The first thing that students learn in IEW, and what can be argued is the most fundamental part of the IEW process, is developing Key Word Outlines (KWOs).
Essentially, this involves teaching students to read or otherwise parse information and then jot down its key points as notes, building an outline of what they have read.
Following this, students learn how to turn these notes into written work, building sentences and paragraphs.
Once they’ve learned how to do this, students move sequentially through different types of writing.
Each of these units contains source texts that represent a particular type of writing that students will learn to recreate.
These include narrative building, summarizing and referencing information, creative writing, essay writing and more. Taken together really represent most of the writing styles that students will encounter at the K-12 level.
This process, known as modeling, is designed to get students comfortable with writing and more confident in their skills by first having them imitate and recreate certain written texts and styles.
In doing so, students learn to break down texts into main ideas and develop a good understanding of how each type of written work is put together.
Along the way, of course, they’ll learn a variety of different stylistic flourishes and writing techniques that they can use to customize their writing.
Unlike other writing programs it is only much later (in unit 7) that the program introduces creative writing.
The idea being that once students are comfortable organizing ideas and recreating various text types, they can take the training wheels off (so to speak) and begin to use the skills, knowledge and techniques they’ve acquired through modeling to express their own thoughts and ideas in their own way.
Overall, then, IEW’s method can be said to create something of a crawl-walk-run process for writing.
First students learn how to identify and jot down their main ideas in an organized way (crawl), they then learn how to use their note to recreate/imitate a variety of writing styles in their own words and use various stylistic techniques to improve their writing (walk), before going on to use their skills to create their very own original works (run).
Building A Framework For Writing
As we mentioned earlier, over the course of these nine units IEW teaches students to use a particular framework when approaching writing.
In each of these units, students are presented with lessons based around certain types of texts.
With each text, students will learn to apply a particular process in order to create their own writing sample based upon it.
The Framework In Brief
|Step 1: Create KWO (key word outline)|
|Step 2: Verbally retell the source text from KWO|
|Step 3: Create rough draft from KWO, checklist|
|Step 4: Add dress ups|
|Step 5: Revise rough draft using checklists and edit|
Developing Key Word Outlines
The first skill that students learn with IEW is to take effective notes and build an outline of the text they’ve just read using a minimum of words.
In essence, students go through a text, paragraph by paragraph, and learn to extract only the most important words (three words only) that make up the main idea of each sentence.
The end goal is for students to be able to create a brief outline of the text, highlighting the most important ideas in a way that will then allow them to recreate each sentence themselves in their own words without the text available to them.
In subsequent steps, students will then turn this recreated text into something of their own.
Now, we think teaching note taking and outlining in this way is interesting for a few reasons.
For one thing, effective note taking is an important general skill that students can use throughout their academic careers (and in life, really).
Being able to extract the key elements from a text or lecture in just a few words is probably one of the more effective ways of mastering large amounts of information, and teaching this skill to students early on can really give them a leg up in school.
For another thing, this process can really help with sharpening reading comprehension, teaching students to zero in on and extract the key elements and ideas of a text and prevent them from getting lost or confused in long texts.
Finally, by getting students to rewrite the text sentence by sentence in their own words from a basic outline, the process gets students writing in a more structured and approachable way.

§ **Input for this task**

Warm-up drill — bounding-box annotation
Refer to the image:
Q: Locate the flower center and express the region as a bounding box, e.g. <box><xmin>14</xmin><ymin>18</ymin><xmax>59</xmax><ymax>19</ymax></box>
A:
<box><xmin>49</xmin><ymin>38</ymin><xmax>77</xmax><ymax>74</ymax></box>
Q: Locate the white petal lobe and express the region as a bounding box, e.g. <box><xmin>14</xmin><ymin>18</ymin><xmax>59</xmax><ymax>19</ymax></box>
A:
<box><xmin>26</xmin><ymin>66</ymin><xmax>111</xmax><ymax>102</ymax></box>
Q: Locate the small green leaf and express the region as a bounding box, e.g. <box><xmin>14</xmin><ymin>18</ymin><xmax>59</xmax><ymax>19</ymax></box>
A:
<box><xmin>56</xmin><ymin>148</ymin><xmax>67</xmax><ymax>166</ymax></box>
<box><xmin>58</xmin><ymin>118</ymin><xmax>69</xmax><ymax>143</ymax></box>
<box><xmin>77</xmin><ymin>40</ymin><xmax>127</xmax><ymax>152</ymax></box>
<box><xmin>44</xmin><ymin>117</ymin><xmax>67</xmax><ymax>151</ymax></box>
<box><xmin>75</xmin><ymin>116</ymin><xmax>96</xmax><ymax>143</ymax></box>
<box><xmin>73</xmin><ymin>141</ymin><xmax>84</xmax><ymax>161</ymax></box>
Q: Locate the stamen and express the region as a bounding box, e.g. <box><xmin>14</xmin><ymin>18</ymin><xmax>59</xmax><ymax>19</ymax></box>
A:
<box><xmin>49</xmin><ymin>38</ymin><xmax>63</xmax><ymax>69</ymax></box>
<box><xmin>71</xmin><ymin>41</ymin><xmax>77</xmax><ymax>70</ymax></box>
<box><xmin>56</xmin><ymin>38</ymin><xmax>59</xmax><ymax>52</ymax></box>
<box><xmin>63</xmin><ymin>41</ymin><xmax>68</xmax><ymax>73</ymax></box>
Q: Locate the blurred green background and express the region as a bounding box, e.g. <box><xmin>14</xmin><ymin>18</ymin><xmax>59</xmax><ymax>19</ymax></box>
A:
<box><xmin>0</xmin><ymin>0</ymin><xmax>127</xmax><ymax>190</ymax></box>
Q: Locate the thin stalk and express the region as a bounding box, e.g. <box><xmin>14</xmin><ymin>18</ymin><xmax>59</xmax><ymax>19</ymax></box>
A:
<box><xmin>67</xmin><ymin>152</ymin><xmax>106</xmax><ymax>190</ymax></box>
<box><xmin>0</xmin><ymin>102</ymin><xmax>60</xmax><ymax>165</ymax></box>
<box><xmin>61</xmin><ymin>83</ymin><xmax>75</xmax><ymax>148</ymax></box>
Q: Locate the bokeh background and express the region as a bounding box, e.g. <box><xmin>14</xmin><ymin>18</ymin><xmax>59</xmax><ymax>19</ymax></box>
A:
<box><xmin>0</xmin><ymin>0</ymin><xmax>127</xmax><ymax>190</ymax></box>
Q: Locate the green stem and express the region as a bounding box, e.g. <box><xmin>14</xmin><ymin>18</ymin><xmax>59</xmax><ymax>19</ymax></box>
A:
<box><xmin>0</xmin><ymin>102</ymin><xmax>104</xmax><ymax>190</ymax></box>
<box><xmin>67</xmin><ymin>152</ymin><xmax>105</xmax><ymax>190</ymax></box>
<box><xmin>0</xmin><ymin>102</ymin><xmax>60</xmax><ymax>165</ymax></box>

§ **To be done**
A: Output, as a JSON list of strings with one string per line, the part of the records that opens with the line containing "Q: Locate the green" and runs through the final line of the records. Leave out any blank lines.
B: Continue the text on the IEW writing program from the point where it stops.

§ **Task answers**
A:
[
  "Q: Locate the green stem and express the region as a bounding box, e.g. <box><xmin>14</xmin><ymin>18</ymin><xmax>59</xmax><ymax>19</ymax></box>",
  "A:",
  "<box><xmin>0</xmin><ymin>102</ymin><xmax>104</xmax><ymax>190</ymax></box>",
  "<box><xmin>67</xmin><ymin>152</ymin><xmax>105</xmax><ymax>190</ymax></box>",
  "<box><xmin>0</xmin><ymin>102</ymin><xmax>60</xmax><ymax>165</ymax></box>"
]

B:
Instead of thinking about the text as an overwhelming whole, students focus on smaller chunks in the form of sentences and their main ideas, building the text back up slowly and sequentially.
Eventually, when it comes time to transition to writing their own materials, the idea is for students to use this approach to outline their own thoughts and build their texts up in a similar manner, rather than panicking upon seeing a blank page.
Unusually for a writing program, the Institute for Excellence in Writing also includes public speaking and verbal expression as part of its outlining process.
Generally speaking, after creating an outline (but before expanding on it), students are supposed to test their outline by being able to verbally recreate the source text from only their notes.
The idea here is if a student can retell what they’ve read with a high degree of accuracy from online their notes, then they’ve probably covered its most important points.
Interestingly, not only does this help make sure that students have adequately identified and noted key points of information, but by verbally restating their thoughts it also helps keep information fresher in the student mind and it makes learning multisensory, engaging different learning pathways (auditory/verbal).
Create a Rough Draft
Outline in hand, the next step for students is to recreate a rough draft of the text from their notes without worrying too much about things like neatness, formatting or spelling.
At this stage, students expand their outline in their own words in order to recreate what they’ve read, ultimately creating a work of their own that models the text that they’ve read.
Adding Dress ups and Decorations
With a rough draft in hand, students now begin the process of adding personal touches and flourishes to their recreated text.
IEW calls these “dress ups” and they are really designed to teach students how to produce higher quality writing that is more interesting to read. These can include things like:
- Interesting or catchy sentence openers and closers
- Strong verbs
- And more
As they progress through different levels and advance in grade level, IEW introduces decorations and advanced stylistic techniques that are appropriate to grade and age expectations.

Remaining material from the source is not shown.